Exercise instructions
1. Answer these questions about the passage on host modulatory therapy:
(a) What has historically been the focus of periodontitis treatment?
(b) Which side of the host-bacteria interaction does host modulatory therapy treat?
(c) Which cells produce PGE2 in response to bacteria?
2. Summarize the passage on host modulatory therapy in two sentences.
3. Write the next part of the passage on host modulatory therapy, picking up after its final sentence.

(Excerpt to read Opens)

= Host modulatory therapy =

Host modulatory therapy is an emerging treatment concept in the management of periodontitis that aims to reduce tissue destruction and stabilise or even regenerate the periodontium by modifying the host response. Historically treatment of periodontitis has been focused on reducing the bacterial challenge. However the outcomes of the conventional treatment procedures like scaling and root planning (SRP) are not always stable or predictable. Periodontal disease is seen as a balance between (1) a persisting bacterial challenge and the proinflammatory destructive events in the tissue and (2) resolution of inflammation and downregulation of destructive processes. The goal is to maximize treatment response by reducing inflammation and inhibiting destructive processes in the tissues which will result in enhanced periodontal stability after conventional periodontal treatments like SRP.

Host modulatory therapy is a means of treating the host's side of the host-bacteria interaction.

==Agents==
- Non steroidal Anti Inflammatory Drugs
They inhibit prostaglandin E2 formation (PGE2) that is produced by neutrophils, fibroblasts and gingival epithelial cells in response to bacteria. PGE2 upregulates bone resorption by osteoclasts and their levels are higher in patients with periodontal disease than in healthy individuals.

(Excerpt to read Closes)
(Extracted entries Opens)

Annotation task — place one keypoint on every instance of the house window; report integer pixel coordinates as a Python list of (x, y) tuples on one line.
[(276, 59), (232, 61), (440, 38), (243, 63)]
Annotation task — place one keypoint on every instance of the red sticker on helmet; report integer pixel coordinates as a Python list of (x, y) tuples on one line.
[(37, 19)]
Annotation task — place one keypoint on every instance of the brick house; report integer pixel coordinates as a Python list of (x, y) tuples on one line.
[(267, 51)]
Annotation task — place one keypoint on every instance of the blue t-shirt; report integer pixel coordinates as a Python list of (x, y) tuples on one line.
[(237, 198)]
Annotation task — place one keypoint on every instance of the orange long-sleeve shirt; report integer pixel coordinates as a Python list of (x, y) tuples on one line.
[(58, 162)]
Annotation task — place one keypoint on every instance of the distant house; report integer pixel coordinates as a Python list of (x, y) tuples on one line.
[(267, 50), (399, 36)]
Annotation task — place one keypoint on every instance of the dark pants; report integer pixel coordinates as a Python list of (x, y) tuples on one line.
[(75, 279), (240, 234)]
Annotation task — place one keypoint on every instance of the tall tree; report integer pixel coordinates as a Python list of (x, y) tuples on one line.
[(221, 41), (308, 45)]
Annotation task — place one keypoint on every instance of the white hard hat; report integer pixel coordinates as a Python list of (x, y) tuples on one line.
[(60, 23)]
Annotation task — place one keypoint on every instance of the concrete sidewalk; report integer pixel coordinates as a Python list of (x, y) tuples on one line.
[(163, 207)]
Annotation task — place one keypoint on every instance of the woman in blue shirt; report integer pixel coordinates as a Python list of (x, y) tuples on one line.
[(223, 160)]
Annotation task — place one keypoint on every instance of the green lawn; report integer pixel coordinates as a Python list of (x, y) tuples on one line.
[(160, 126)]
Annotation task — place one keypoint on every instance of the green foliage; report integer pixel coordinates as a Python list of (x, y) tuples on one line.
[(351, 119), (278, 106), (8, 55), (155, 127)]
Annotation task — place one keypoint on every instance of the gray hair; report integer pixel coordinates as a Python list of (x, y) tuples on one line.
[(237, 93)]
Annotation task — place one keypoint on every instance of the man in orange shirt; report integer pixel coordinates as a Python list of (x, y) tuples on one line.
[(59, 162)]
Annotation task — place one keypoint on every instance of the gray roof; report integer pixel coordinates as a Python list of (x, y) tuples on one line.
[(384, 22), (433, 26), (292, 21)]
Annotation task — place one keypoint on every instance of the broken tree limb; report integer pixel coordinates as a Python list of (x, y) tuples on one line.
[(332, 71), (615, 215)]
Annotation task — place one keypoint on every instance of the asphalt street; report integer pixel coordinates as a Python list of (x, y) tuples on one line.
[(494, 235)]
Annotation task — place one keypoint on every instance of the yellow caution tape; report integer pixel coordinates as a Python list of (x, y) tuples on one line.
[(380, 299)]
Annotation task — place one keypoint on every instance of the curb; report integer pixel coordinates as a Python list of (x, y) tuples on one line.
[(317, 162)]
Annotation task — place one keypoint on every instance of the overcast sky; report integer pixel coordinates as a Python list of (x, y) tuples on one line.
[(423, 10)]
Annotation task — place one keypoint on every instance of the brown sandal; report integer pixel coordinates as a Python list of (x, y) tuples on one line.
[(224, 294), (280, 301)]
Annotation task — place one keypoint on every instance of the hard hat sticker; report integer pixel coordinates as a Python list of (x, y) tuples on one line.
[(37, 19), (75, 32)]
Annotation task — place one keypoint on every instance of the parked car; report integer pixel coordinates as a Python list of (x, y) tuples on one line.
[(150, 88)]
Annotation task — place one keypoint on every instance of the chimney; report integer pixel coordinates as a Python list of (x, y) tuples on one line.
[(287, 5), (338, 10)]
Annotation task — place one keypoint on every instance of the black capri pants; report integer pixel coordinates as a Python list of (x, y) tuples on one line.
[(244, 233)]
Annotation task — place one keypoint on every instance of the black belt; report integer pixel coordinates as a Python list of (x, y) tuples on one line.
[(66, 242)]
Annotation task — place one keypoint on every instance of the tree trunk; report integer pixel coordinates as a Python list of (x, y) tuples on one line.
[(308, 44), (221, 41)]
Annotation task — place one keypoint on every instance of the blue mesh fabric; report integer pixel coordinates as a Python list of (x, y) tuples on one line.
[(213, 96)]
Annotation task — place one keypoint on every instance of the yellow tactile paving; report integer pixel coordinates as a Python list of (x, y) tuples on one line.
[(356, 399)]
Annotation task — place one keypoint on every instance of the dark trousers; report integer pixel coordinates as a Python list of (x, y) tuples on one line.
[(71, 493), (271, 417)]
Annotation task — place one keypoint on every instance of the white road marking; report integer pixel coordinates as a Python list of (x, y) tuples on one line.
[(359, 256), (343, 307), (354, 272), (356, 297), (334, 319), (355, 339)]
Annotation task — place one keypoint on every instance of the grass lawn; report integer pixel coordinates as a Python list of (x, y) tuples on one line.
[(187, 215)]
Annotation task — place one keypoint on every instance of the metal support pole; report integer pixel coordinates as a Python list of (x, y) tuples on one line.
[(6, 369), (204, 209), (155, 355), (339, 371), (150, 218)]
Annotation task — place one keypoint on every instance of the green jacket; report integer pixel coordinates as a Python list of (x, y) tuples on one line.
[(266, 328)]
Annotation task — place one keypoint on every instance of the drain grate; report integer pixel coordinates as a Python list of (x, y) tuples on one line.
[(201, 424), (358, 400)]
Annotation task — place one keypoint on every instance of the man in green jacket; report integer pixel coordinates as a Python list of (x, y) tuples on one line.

(Extracted entries Closes)

Exercise results
1.
(a) Reducing the bacterial challenge.
(b) The host's side.
(c) Neutrophils, fibroblasts and gingival epithelial cells.

2. Host modulatory therapy is an emerging treatment for periodontitis that modifies the host response to reduce tissue destruction and stabilize or even regenerate the periodontium, enhancing stability after conventional treatments such as SRP, whose outcomes are not always stable or predictable. Non-steroidal anti-inflammatory drugs are one such agent, inhibiting the formation of PGE2, which upregulates bone resorption by osteoclasts and is higher in patients with periodontal disease.

3.
- Bisphosphonate
- Sub antimicrobial doxycycline
Sub antimicrobial doxycycline is 20 mg doxycycline (Periostat) approved and indicated as an adjunct to SRP in the treatment of chronic periodontitis. It is given twice daily for three months for a maximum of nine months. This dosage of doxycycline has cytokine and osteoclasts inhibitory action rather than being antimicrobial.
- Enamel Matrix Protein
These agents not only help improve wound healing but also stimulate regeneration of the lost bone, periodontal ligament and cementum restoring the complete periodontal attachment apparatus. Currently Emdogain is the only approved host modulatory agent of this type.